* _ABOUT THIS TASK_
Retype the data below in full, keeping every character as it is.

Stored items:

* * * * * * *

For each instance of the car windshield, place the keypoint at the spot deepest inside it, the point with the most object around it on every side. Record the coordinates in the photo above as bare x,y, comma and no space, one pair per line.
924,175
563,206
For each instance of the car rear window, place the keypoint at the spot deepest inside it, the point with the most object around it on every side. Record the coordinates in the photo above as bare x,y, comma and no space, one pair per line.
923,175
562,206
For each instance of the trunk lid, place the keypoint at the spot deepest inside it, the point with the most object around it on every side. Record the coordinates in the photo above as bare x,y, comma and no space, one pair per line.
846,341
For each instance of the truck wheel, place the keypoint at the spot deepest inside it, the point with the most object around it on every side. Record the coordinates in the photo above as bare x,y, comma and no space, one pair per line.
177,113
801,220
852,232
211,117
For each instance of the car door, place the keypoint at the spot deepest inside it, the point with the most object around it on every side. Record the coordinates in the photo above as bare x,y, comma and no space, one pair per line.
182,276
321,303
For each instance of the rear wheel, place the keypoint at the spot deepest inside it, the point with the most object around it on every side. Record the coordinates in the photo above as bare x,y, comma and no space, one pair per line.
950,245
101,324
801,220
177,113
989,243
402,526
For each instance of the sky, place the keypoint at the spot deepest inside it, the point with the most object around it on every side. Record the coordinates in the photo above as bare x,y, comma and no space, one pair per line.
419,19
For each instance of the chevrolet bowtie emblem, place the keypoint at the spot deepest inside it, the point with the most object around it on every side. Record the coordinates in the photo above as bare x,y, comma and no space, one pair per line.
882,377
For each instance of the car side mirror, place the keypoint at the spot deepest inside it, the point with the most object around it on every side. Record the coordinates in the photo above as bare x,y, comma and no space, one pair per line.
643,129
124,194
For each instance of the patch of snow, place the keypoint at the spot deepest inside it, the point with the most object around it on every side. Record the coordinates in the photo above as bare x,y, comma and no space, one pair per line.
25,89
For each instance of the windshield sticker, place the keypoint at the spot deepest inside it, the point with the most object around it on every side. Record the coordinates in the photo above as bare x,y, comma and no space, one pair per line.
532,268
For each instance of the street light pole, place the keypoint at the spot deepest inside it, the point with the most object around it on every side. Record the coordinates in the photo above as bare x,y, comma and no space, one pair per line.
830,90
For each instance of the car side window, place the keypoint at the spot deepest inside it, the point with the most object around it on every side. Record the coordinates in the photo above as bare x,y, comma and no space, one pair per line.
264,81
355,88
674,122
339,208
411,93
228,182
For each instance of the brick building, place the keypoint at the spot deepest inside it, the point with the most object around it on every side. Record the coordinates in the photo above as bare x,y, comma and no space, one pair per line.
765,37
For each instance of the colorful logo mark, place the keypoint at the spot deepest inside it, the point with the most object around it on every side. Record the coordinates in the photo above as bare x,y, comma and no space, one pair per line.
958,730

* * * * * * *

* _RESULT OF THIS TASK_
For each instance of the car windshield, place the keypoint at the spot deepest inside it, the point with the most object around it on every side. Record the coordinates in the photo above as bare x,y, comma and no space, one pair per line.
924,175
563,206
For each instance of the car rear window, place the keypoint at the spot deepest inside it, the point with the most object around it on every side. Record the coordinates in the photo above as bare x,y, comma and no space, one pair per line.
923,175
562,206
For each instance of the trunk lid, place the keypoint at the spot deepest inside it, the point with the most object around it on every side. Record the coordinates in the photo above as bare x,y, comma and no space, one pair per line.
846,341
For each instance of the truck wheel, place the keypoint at the spot deepest inside it, the point with the most object around it on every side. Record the coordinates in the photo above as bare x,y, comma and no space, one pair per line.
177,113
801,220
852,232
211,117
For each instance of the car door, place the keypoint at the spot deepest inside it, the point with the most object around it on every side. Record the coordinates in the photo above as bare x,y, comma and no space, one pair per line.
182,276
321,303
For each instance of the rear wheel, place the keypoint at the spot deepest inside it, the point with the most object around it on every side. Record the coordinates in the photo above as bare x,y, comma and no space, one pair per line.
950,245
101,324
801,220
177,113
989,243
402,526
For each instance of the sky, place the keypoint at the spot deepest inside it, the point with the most object around it on every side. Record the coordinates in the photo above as bare x,y, comma and no space, one pair per line.
419,19
For each instance of the chevrolet bowtie emblem, place the keypoint at the spot deepest inside it, the point with the most object around it on every side. Record the coordinates in the photo above as bare x,y, comma and no space, one pair per line.
882,377
For each instance of the car side mirror, place the keypoint at the spot deepest inside it, the point with the most object around it on every side. Record the coordinates in the photo above as bare x,y, comma and no space, one pair per line.
643,129
124,194
For each instance of the patch of snow, place the keypoint at the spot deepest inside it, the point with the most object around it on every side. Record the coordinates in the photo above as bare x,y, comma and no space, one pair per line.
25,89
For each instance of the windshield sticker, place the keypoint at the spot deepest inside it, the point with the most object around it on every side. Record the coordinates in the photo above as bare x,y, comma and no space, one pair per line.
532,268
For each instance of the street light pole, place the keypoint at the spot deepest inside it, the point with the most object around it on every side. Record the coordinates in the photo above as bare x,y, comma and no space, one pair per line.
830,90
For each instance of the car side window, place the keypoint at the spot deepest inside it, the point with the most object around it on every side. Record the coordinates in the photo above as bare x,y, comma and no space, one pair per line.
264,81
355,88
674,122
339,208
411,93
228,182
For each instance of the brick building, place the keypoint at the spot deepest inside it, the point with the most object around it on every side. Record the coordinates in the photo above as bare x,y, comma and no space, one pair per line.
765,37
For each instance of the colorful logo mark, place the keypoint at the spot deepest inside it, the point with the most object around it on every side. Record the coordinates in the photo above as bare x,y, comma and no space, one pair per line.
958,730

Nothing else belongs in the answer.